Dataset entries:
»»

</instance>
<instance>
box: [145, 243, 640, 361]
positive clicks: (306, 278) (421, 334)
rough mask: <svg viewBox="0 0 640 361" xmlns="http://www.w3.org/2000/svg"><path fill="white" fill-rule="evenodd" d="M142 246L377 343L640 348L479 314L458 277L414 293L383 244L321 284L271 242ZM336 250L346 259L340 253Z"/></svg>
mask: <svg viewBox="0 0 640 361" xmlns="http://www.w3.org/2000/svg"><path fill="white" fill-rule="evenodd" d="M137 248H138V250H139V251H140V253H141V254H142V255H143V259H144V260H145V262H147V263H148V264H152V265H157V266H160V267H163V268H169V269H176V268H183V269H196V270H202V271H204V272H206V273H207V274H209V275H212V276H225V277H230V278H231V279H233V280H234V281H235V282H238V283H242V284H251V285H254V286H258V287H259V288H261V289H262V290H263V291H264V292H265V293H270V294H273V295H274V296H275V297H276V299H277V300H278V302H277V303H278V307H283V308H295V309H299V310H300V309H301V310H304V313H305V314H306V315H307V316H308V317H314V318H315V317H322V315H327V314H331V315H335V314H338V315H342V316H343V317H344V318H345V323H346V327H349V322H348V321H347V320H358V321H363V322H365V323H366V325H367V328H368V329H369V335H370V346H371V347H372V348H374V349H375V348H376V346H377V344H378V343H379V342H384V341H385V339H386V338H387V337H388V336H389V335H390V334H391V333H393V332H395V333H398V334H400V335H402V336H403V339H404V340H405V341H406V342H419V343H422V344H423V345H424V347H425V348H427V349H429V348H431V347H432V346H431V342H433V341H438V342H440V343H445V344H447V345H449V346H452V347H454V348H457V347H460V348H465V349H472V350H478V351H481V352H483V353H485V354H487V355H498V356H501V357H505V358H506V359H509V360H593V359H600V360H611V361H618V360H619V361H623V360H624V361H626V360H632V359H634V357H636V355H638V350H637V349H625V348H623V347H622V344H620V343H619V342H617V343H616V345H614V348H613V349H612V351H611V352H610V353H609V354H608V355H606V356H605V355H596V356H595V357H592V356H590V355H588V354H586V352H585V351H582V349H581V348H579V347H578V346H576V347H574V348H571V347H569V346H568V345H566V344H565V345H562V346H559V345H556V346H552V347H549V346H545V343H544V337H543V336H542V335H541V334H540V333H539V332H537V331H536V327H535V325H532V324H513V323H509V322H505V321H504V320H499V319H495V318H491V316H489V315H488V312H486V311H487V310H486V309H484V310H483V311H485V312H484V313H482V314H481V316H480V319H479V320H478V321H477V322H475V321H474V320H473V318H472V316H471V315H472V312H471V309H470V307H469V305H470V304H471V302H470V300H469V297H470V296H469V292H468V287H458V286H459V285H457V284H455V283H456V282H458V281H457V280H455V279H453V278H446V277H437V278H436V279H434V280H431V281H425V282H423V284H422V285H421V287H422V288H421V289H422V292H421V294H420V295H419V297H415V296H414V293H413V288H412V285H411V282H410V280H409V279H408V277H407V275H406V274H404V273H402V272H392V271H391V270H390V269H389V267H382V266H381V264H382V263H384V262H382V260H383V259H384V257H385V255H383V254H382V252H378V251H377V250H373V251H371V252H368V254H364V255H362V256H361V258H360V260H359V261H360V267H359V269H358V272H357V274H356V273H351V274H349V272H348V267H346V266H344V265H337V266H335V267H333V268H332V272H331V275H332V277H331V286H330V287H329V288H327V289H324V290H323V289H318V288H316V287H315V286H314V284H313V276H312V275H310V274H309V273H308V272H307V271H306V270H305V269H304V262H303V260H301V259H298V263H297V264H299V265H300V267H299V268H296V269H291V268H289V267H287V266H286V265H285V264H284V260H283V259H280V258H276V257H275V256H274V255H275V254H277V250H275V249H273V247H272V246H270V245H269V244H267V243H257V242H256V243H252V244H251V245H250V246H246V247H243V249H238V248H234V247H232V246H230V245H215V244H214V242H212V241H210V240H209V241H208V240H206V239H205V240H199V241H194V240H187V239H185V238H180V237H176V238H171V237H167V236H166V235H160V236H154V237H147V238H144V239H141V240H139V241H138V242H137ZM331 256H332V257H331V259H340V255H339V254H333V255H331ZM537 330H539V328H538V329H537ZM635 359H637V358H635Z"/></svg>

««

REQUIRED WORK
Format each line of the data above as an item in a numbered list, and skip any blank lines.

THE ANSWER
1. </instance>
2. <instance>
3. box: [145, 243, 640, 361]
4. positive clicks: (306, 278) (421, 334)
5. rough mask: <svg viewBox="0 0 640 361" xmlns="http://www.w3.org/2000/svg"><path fill="white" fill-rule="evenodd" d="M142 246L377 343L640 348L479 314L458 277L414 293L383 244L321 284L271 242ZM336 250L346 259L340 253Z"/></svg>
6. mask: <svg viewBox="0 0 640 361" xmlns="http://www.w3.org/2000/svg"><path fill="white" fill-rule="evenodd" d="M137 248H138V250H139V251H140V253H141V254H142V255H143V259H144V260H145V262H147V263H148V264H152V265H157V266H160V267H163V268H169V269H176V268H183V269H196V270H202V271H204V272H206V273H207V274H209V275H212V276H225V277H230V278H231V279H233V280H234V281H235V282H238V283H242V284H251V285H254V286H258V287H259V288H261V289H262V290H263V291H264V292H265V293H270V294H273V295H274V296H275V297H276V299H277V300H278V302H277V303H278V307H283V308H295V309H299V310H300V309H301V310H304V313H305V314H306V315H307V316H308V317H314V318H315V317H322V315H327V314H331V315H335V314H338V315H342V316H343V317H344V318H345V323H346V327H349V322H348V321H347V320H358V321H363V322H365V323H366V325H367V328H368V329H369V335H370V346H371V347H372V348H374V349H375V348H376V346H377V344H378V343H379V342H384V341H385V339H386V338H387V337H388V336H389V335H390V334H391V333H393V332H395V333H398V334H400V335H402V336H403V339H404V340H405V341H406V342H419V343H422V344H423V345H424V347H425V348H427V349H429V348H431V347H432V346H431V342H433V341H438V342H440V343H445V344H447V345H449V346H452V347H454V348H457V347H460V348H465V349H472V350H478V351H481V352H483V353H485V354H487V355H498V356H501V357H505V358H506V359H509V360H593V359H600V360H611V361H618V360H619V361H623V360H624V361H626V360H632V359H634V357H636V355H638V350H637V349H625V348H623V347H622V344H620V343H619V342H617V343H616V345H614V348H613V349H612V351H611V352H610V353H609V354H608V355H606V356H605V355H596V356H595V357H592V356H590V355H588V354H586V352H585V351H582V349H581V348H579V347H578V346H576V347H574V348H571V347H569V346H568V345H566V344H565V345H562V346H559V345H556V346H552V347H549V346H545V343H544V337H543V336H542V335H541V334H540V333H539V332H537V331H536V327H535V325H532V324H513V323H509V322H505V321H504V320H499V319H495V318H491V316H489V315H488V312H486V311H487V310H486V309H484V310H483V311H485V312H484V313H482V314H481V316H480V319H479V320H478V321H477V322H475V321H474V320H473V318H472V316H471V315H472V312H471V309H470V307H469V305H470V304H471V302H470V300H469V297H470V296H469V292H468V287H458V286H459V285H457V284H455V283H456V282H458V281H457V280H455V279H453V278H446V277H437V278H436V279H434V280H431V281H425V282H423V284H422V285H421V287H422V288H421V289H422V292H421V294H420V295H419V297H415V296H414V293H413V288H412V285H411V282H410V280H409V279H408V277H407V275H406V274H404V273H402V272H392V271H391V270H390V269H389V267H382V266H381V264H382V263H384V262H382V260H383V259H384V257H385V255H383V254H382V252H378V251H377V250H373V251H371V252H368V254H364V255H362V256H361V258H360V260H359V261H360V267H359V269H358V272H357V274H356V273H351V274H349V272H348V267H346V266H344V265H337V266H335V267H333V268H332V272H331V275H332V277H331V286H330V287H329V288H327V289H324V290H323V289H318V288H316V287H315V286H314V284H313V276H312V275H310V274H309V273H308V272H307V271H306V270H305V269H304V262H303V260H301V259H298V263H297V264H299V265H300V267H299V268H296V269H291V268H289V267H287V266H286V265H285V264H284V260H283V259H280V258H276V257H275V256H274V255H275V254H277V250H275V249H273V247H272V246H270V245H269V244H267V243H257V242H256V243H252V244H251V245H250V246H246V247H243V249H238V248H234V247H232V246H230V245H215V244H214V242H212V241H210V240H209V241H208V240H206V239H205V240H199V241H194V240H187V239H185V238H180V237H176V238H171V237H167V236H166V235H160V236H154V237H147V238H144V239H141V240H139V241H138V242H137ZM331 256H332V257H331V259H340V255H339V254H333V255H331ZM537 330H539V328H538V329H537ZM635 359H637V358H635Z"/></svg>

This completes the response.